◆ What to work on: Scan the entries for lines containing the string "island". Reply with how many there are, and nothing else.
*** Records to process ***
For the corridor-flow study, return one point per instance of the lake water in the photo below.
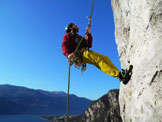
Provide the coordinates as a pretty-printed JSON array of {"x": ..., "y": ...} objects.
[{"x": 21, "y": 118}]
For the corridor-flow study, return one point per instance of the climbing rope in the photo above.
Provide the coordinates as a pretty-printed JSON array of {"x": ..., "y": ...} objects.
[
  {"x": 128, "y": 2},
  {"x": 68, "y": 92},
  {"x": 89, "y": 24}
]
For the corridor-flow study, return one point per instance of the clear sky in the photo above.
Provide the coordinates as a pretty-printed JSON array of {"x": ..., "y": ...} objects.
[{"x": 31, "y": 33}]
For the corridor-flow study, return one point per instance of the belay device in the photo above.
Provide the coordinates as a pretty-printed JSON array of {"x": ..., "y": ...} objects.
[{"x": 89, "y": 24}]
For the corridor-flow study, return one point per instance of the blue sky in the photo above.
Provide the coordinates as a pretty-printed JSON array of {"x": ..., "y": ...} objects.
[{"x": 31, "y": 33}]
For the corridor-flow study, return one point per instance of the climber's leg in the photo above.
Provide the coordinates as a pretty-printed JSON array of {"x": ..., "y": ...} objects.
[{"x": 100, "y": 61}]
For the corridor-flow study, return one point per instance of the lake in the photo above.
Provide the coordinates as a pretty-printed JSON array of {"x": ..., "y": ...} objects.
[{"x": 21, "y": 118}]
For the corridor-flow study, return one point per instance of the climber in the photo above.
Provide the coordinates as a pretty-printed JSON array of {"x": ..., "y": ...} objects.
[{"x": 83, "y": 55}]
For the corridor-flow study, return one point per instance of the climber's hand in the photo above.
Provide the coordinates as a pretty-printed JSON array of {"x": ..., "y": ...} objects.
[
  {"x": 88, "y": 29},
  {"x": 71, "y": 56}
]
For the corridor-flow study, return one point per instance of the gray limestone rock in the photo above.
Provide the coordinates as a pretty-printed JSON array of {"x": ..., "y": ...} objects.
[{"x": 138, "y": 32}]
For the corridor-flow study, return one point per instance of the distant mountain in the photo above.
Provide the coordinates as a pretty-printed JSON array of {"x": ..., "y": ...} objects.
[{"x": 21, "y": 100}]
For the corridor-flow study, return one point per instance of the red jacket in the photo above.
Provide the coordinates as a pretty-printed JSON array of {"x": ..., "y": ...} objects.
[{"x": 69, "y": 45}]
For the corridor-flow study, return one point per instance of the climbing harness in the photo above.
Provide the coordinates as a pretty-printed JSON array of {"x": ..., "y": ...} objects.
[{"x": 84, "y": 66}]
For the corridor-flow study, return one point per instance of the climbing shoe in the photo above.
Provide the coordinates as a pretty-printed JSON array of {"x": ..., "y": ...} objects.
[{"x": 125, "y": 75}]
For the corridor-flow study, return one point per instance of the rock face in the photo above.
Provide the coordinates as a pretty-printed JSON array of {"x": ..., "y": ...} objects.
[
  {"x": 105, "y": 109},
  {"x": 138, "y": 31}
]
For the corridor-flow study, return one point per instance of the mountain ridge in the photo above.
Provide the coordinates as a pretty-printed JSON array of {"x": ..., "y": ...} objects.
[{"x": 31, "y": 101}]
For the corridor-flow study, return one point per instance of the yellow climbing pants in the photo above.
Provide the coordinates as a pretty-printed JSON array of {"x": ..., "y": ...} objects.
[{"x": 100, "y": 61}]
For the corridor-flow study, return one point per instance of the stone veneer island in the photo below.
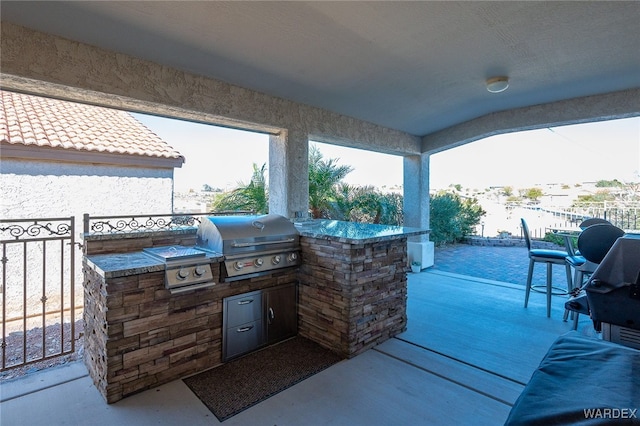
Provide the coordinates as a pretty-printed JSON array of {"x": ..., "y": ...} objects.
[{"x": 353, "y": 283}]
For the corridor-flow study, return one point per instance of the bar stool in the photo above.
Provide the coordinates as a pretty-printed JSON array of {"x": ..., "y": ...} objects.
[{"x": 549, "y": 258}]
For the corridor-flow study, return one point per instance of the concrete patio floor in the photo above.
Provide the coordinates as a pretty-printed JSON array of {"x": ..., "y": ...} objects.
[{"x": 469, "y": 349}]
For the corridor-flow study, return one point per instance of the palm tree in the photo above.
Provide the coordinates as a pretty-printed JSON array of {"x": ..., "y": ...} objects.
[
  {"x": 324, "y": 177},
  {"x": 252, "y": 196},
  {"x": 365, "y": 204}
]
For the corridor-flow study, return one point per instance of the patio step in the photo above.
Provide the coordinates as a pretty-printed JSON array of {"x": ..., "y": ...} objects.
[{"x": 493, "y": 386}]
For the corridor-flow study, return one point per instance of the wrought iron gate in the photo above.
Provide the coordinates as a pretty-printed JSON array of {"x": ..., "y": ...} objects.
[{"x": 38, "y": 290}]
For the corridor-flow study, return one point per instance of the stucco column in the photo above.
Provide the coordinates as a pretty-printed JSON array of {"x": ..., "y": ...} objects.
[
  {"x": 416, "y": 193},
  {"x": 289, "y": 173},
  {"x": 416, "y": 207}
]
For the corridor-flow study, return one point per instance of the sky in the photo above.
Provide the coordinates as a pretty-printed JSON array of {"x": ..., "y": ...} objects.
[{"x": 222, "y": 157}]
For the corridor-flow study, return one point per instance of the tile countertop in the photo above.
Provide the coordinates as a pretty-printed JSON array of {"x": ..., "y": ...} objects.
[
  {"x": 125, "y": 264},
  {"x": 354, "y": 233}
]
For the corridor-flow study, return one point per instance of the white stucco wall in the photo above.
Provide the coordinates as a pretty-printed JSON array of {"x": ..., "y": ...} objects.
[
  {"x": 30, "y": 189},
  {"x": 41, "y": 189}
]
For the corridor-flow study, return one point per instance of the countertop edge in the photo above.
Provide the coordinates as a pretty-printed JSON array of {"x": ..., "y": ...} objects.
[{"x": 117, "y": 265}]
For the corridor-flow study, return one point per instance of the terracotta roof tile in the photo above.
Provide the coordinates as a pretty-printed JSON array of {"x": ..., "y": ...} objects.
[{"x": 33, "y": 120}]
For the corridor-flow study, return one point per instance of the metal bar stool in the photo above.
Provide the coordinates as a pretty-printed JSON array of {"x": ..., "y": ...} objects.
[{"x": 549, "y": 258}]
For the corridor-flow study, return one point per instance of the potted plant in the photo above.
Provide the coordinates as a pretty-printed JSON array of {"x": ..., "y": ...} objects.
[{"x": 504, "y": 234}]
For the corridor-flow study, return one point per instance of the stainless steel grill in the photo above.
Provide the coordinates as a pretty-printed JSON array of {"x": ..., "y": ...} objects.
[
  {"x": 252, "y": 245},
  {"x": 186, "y": 268}
]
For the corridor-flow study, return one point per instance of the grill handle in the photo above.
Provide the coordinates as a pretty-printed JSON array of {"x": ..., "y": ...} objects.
[{"x": 262, "y": 243}]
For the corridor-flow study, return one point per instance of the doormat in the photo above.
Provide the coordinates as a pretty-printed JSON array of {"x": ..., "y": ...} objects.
[{"x": 237, "y": 385}]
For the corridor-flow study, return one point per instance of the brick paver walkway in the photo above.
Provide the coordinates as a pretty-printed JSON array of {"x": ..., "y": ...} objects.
[{"x": 506, "y": 264}]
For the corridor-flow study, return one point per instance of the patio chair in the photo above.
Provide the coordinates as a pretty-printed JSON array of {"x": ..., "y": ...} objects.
[
  {"x": 593, "y": 244},
  {"x": 592, "y": 221},
  {"x": 549, "y": 258}
]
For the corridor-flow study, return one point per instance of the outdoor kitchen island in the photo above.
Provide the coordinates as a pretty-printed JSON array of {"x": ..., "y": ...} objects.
[{"x": 353, "y": 283}]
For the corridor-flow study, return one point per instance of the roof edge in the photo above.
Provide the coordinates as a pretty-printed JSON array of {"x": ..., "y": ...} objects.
[{"x": 32, "y": 152}]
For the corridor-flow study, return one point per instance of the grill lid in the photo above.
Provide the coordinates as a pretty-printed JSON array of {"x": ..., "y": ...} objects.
[{"x": 237, "y": 234}]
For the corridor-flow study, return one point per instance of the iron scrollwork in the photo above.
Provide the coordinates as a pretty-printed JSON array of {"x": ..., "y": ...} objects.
[
  {"x": 137, "y": 223},
  {"x": 35, "y": 229}
]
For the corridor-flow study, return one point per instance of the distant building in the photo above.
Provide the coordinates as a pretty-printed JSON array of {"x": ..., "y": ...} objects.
[{"x": 61, "y": 158}]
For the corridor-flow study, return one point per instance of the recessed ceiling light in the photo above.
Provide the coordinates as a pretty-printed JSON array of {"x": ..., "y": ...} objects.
[{"x": 497, "y": 84}]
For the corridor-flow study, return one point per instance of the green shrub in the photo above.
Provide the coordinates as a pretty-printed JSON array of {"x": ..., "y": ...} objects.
[{"x": 453, "y": 218}]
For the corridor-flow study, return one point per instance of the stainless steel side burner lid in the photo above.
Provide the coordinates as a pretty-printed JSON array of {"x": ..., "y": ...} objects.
[
  {"x": 252, "y": 245},
  {"x": 186, "y": 268}
]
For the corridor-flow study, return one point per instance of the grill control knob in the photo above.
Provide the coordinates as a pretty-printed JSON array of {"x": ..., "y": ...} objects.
[
  {"x": 182, "y": 274},
  {"x": 199, "y": 271}
]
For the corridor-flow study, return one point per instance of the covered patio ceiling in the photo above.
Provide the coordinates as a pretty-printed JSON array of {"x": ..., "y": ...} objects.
[{"x": 416, "y": 67}]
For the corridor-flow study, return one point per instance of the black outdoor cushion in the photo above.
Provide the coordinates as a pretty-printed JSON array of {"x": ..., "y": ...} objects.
[
  {"x": 582, "y": 380},
  {"x": 555, "y": 254}
]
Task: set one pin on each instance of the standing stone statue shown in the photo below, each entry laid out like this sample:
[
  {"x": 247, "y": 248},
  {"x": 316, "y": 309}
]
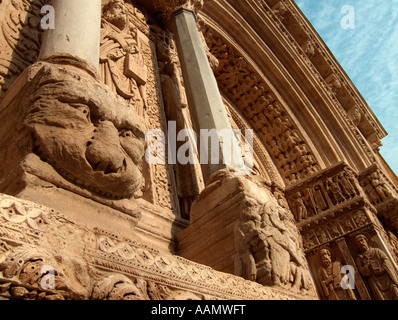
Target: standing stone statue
[
  {"x": 329, "y": 276},
  {"x": 374, "y": 265}
]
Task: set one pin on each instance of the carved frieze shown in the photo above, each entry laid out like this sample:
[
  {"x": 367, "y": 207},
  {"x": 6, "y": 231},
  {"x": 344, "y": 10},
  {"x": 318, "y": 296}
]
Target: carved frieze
[{"x": 265, "y": 112}]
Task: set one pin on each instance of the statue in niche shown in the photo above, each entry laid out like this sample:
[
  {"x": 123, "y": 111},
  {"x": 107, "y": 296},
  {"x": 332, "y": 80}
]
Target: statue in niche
[
  {"x": 90, "y": 136},
  {"x": 330, "y": 276},
  {"x": 268, "y": 248},
  {"x": 374, "y": 265},
  {"x": 335, "y": 190},
  {"x": 121, "y": 65},
  {"x": 175, "y": 102}
]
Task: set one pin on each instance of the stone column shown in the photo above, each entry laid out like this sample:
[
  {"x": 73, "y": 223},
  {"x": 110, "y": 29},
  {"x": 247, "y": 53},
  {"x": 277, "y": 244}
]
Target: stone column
[
  {"x": 77, "y": 30},
  {"x": 203, "y": 95}
]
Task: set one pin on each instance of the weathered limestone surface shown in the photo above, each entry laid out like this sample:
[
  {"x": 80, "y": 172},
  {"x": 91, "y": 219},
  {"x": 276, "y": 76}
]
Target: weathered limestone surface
[{"x": 84, "y": 215}]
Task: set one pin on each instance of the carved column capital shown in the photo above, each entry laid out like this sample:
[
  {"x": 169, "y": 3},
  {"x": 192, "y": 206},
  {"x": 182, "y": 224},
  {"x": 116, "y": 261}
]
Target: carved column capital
[{"x": 169, "y": 7}]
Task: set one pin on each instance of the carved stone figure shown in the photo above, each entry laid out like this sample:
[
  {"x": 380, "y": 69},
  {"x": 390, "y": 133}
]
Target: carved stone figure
[
  {"x": 121, "y": 65},
  {"x": 119, "y": 287},
  {"x": 90, "y": 136},
  {"x": 268, "y": 248},
  {"x": 37, "y": 274},
  {"x": 374, "y": 265},
  {"x": 330, "y": 276},
  {"x": 299, "y": 208},
  {"x": 346, "y": 187},
  {"x": 245, "y": 232},
  {"x": 335, "y": 190}
]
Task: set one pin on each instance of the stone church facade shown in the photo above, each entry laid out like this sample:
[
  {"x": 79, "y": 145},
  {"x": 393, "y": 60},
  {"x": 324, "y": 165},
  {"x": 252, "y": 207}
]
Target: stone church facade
[{"x": 99, "y": 109}]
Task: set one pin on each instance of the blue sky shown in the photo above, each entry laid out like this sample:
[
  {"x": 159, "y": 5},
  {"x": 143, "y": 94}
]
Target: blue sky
[{"x": 368, "y": 53}]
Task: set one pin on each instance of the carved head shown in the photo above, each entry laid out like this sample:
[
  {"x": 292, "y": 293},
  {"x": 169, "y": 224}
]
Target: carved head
[
  {"x": 90, "y": 136},
  {"x": 115, "y": 12}
]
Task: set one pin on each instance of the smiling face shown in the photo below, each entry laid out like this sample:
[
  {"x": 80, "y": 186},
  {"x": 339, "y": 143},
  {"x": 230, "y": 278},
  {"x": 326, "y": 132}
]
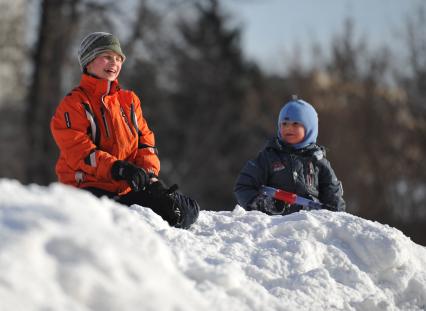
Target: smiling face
[
  {"x": 292, "y": 132},
  {"x": 106, "y": 65}
]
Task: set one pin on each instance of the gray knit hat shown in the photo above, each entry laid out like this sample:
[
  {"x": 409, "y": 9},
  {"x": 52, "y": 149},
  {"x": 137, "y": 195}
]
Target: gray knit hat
[{"x": 95, "y": 44}]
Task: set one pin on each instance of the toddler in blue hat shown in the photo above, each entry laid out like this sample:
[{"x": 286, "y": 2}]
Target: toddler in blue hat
[{"x": 291, "y": 161}]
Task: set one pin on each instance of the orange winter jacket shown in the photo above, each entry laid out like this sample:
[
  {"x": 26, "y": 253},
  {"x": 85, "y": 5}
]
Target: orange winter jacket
[{"x": 95, "y": 125}]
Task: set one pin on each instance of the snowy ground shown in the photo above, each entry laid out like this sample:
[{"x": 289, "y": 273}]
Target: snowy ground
[{"x": 63, "y": 249}]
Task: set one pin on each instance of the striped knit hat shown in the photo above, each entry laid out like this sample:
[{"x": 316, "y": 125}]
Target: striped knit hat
[{"x": 95, "y": 44}]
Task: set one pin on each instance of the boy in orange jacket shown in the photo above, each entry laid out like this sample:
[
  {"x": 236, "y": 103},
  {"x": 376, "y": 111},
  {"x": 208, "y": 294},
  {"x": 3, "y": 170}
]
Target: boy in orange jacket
[{"x": 106, "y": 146}]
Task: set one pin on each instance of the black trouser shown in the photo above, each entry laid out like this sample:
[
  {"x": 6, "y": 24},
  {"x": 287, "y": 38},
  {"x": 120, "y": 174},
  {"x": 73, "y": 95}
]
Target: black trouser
[
  {"x": 159, "y": 202},
  {"x": 140, "y": 198}
]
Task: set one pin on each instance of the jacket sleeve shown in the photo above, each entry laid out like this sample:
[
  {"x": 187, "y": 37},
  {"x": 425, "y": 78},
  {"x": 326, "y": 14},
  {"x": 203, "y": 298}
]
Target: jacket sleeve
[
  {"x": 253, "y": 175},
  {"x": 330, "y": 188},
  {"x": 69, "y": 127},
  {"x": 146, "y": 156}
]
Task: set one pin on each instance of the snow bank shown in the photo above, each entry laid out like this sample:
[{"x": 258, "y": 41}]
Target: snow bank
[{"x": 63, "y": 249}]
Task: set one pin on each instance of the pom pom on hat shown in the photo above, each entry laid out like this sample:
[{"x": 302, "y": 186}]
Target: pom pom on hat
[{"x": 95, "y": 44}]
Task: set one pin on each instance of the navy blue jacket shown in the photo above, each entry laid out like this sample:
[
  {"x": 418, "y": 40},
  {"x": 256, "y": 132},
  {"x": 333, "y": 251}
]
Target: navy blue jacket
[{"x": 305, "y": 172}]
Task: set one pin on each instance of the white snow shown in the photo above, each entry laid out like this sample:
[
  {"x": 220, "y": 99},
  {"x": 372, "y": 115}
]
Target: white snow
[{"x": 64, "y": 249}]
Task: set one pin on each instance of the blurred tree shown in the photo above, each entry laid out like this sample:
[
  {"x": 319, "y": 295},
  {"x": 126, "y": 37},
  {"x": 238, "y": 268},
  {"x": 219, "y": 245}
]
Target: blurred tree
[
  {"x": 58, "y": 25},
  {"x": 207, "y": 135},
  {"x": 12, "y": 90}
]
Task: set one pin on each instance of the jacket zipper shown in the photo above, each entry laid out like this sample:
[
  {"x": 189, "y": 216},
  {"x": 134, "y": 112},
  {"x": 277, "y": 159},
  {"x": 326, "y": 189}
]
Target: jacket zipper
[
  {"x": 103, "y": 110},
  {"x": 105, "y": 122}
]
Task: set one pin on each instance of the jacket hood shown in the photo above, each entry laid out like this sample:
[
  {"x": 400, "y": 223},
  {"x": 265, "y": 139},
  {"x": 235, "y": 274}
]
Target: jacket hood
[{"x": 310, "y": 150}]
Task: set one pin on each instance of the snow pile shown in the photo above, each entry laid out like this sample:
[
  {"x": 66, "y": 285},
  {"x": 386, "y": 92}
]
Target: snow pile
[{"x": 63, "y": 249}]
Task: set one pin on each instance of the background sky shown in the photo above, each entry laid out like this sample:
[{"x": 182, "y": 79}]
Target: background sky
[{"x": 273, "y": 28}]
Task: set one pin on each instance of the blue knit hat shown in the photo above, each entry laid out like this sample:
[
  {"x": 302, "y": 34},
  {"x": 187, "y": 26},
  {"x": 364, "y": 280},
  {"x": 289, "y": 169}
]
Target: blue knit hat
[{"x": 303, "y": 112}]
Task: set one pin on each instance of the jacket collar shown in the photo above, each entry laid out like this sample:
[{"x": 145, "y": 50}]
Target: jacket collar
[
  {"x": 98, "y": 87},
  {"x": 312, "y": 149}
]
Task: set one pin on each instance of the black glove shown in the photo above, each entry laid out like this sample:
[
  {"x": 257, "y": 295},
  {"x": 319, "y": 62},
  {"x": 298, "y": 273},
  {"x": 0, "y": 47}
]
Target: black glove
[
  {"x": 162, "y": 203},
  {"x": 135, "y": 176},
  {"x": 268, "y": 205}
]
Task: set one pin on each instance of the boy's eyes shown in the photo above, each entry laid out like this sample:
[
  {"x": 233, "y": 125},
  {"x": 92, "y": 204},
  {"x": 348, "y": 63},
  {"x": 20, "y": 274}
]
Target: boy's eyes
[
  {"x": 112, "y": 57},
  {"x": 290, "y": 123}
]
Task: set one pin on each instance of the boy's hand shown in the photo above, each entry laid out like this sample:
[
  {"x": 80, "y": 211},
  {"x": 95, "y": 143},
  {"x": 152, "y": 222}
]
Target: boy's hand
[{"x": 135, "y": 176}]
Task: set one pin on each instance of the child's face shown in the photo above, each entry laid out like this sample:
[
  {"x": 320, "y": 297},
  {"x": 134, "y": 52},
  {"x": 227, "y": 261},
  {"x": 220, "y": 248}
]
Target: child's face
[
  {"x": 292, "y": 132},
  {"x": 106, "y": 65}
]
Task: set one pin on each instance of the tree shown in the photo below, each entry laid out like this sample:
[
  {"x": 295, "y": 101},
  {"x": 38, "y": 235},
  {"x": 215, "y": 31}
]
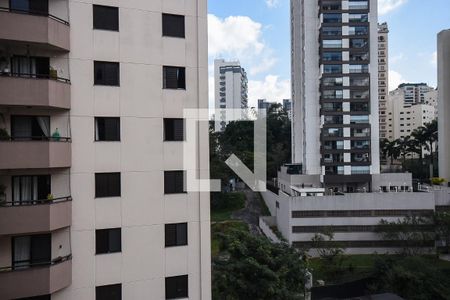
*** End of Records to process ***
◆ Response to this task: 2